- [DATA SECTION]:
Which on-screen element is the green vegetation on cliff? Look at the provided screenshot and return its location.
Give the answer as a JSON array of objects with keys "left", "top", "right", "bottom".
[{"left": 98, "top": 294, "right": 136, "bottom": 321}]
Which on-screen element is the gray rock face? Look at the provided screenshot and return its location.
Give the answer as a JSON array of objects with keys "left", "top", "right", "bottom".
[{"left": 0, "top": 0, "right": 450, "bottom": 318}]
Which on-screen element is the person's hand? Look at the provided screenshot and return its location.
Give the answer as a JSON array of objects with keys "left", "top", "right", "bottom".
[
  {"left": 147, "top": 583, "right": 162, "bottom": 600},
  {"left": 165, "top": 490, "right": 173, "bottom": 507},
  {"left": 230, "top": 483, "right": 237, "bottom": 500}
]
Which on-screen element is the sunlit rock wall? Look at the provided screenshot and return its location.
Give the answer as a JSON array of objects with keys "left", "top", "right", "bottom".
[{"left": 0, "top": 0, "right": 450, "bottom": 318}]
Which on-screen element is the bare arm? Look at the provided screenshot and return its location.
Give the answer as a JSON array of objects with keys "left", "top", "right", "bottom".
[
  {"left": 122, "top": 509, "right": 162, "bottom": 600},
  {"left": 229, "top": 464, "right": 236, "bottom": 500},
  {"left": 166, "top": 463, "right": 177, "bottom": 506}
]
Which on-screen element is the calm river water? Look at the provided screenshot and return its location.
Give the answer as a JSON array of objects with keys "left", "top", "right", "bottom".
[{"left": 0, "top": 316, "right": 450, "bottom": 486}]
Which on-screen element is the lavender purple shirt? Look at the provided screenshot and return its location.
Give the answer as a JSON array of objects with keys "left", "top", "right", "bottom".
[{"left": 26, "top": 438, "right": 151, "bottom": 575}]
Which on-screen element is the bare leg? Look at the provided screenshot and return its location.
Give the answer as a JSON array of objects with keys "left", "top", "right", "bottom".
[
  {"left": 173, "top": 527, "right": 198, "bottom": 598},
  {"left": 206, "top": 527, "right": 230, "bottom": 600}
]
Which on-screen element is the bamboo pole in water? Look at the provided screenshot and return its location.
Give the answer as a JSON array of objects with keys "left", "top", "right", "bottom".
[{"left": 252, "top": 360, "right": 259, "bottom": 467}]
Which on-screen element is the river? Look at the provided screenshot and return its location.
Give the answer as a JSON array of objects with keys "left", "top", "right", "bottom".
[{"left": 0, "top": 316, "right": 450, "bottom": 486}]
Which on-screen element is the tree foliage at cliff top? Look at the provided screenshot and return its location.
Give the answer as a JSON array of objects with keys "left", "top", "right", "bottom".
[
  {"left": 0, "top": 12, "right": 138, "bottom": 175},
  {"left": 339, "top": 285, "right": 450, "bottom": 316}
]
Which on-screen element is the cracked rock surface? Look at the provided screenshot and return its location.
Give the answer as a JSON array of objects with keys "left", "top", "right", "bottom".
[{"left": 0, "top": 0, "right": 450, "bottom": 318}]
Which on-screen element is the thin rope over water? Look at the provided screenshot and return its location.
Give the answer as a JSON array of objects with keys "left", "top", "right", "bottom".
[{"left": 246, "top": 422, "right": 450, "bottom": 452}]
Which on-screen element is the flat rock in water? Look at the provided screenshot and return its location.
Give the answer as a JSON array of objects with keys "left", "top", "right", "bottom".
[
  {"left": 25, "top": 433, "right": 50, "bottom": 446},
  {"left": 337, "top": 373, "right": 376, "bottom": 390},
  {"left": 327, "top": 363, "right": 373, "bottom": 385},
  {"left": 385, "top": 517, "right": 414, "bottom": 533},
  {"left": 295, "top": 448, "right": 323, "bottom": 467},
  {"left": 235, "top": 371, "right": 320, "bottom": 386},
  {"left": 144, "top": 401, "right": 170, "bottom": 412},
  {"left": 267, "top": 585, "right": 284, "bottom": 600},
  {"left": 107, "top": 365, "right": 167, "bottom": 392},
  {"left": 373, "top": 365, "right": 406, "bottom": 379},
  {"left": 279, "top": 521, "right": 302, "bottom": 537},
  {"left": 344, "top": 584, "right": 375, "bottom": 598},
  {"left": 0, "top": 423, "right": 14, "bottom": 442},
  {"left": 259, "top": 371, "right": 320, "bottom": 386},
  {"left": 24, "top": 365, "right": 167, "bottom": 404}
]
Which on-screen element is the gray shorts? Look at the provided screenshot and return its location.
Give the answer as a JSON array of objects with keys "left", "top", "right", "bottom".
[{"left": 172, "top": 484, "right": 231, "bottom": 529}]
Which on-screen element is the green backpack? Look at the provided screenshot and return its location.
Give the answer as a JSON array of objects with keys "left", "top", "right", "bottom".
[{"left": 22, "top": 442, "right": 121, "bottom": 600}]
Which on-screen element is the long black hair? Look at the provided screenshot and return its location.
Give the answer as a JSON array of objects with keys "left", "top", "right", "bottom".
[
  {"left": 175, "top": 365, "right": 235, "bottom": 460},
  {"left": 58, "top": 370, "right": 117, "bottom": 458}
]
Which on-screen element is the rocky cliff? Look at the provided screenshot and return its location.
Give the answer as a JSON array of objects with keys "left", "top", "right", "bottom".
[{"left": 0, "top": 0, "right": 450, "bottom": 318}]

- [WORK TO COMPLETE]:
Reproduce the lines above word for word, starting at the line that contains "Which on-screen element is the thin" and running through the last line of the rows, both ends included.

- [EXERCISE RESPONSE]:
Which on-screen element is the thin rope over water? Look at the provided screenshot and return its location.
Give the answer as a JSON array of objects with keys "left", "top", "right", "bottom".
[{"left": 246, "top": 422, "right": 450, "bottom": 452}]
Which on-screen element is the flat rock in water? Look at the provided screenshot and return its location.
Give the answer as a JSON array of objects with keys "left", "top", "right", "bottom".
[
  {"left": 25, "top": 433, "right": 50, "bottom": 446},
  {"left": 337, "top": 373, "right": 376, "bottom": 390},
  {"left": 327, "top": 363, "right": 373, "bottom": 385},
  {"left": 385, "top": 517, "right": 414, "bottom": 533},
  {"left": 295, "top": 448, "right": 323, "bottom": 467},
  {"left": 235, "top": 371, "right": 320, "bottom": 386},
  {"left": 144, "top": 401, "right": 170, "bottom": 412},
  {"left": 267, "top": 585, "right": 284, "bottom": 600},
  {"left": 107, "top": 365, "right": 167, "bottom": 392},
  {"left": 373, "top": 365, "right": 406, "bottom": 379},
  {"left": 279, "top": 521, "right": 302, "bottom": 537},
  {"left": 344, "top": 584, "right": 375, "bottom": 598},
  {"left": 0, "top": 423, "right": 14, "bottom": 442},
  {"left": 259, "top": 371, "right": 320, "bottom": 386},
  {"left": 24, "top": 365, "right": 167, "bottom": 404}
]
Which on-screen element is the gray shorts? Look at the provided screenshot and return its location.
Give the answer as a JSON array of objects with keys "left", "top", "right", "bottom".
[{"left": 172, "top": 484, "right": 231, "bottom": 529}]
Which on-screen element is the green backpack? Look at the provided screenshot and return its location.
Give the answer as a JSON array of objects with keys "left", "top", "right", "bottom".
[{"left": 22, "top": 442, "right": 121, "bottom": 600}]
Which on-screen element is the long black hair? Look at the provided screenshot and return its location.
Give the answer as a JSON array of objects with keys "left", "top", "right", "bottom".
[
  {"left": 175, "top": 365, "right": 235, "bottom": 460},
  {"left": 58, "top": 370, "right": 117, "bottom": 458}
]
Which on-screen element is the rocky cliff? Look at the provided screenshot and return its location.
Give the answer as a JSON array of objects with keys "left", "top", "right", "bottom".
[{"left": 0, "top": 0, "right": 450, "bottom": 318}]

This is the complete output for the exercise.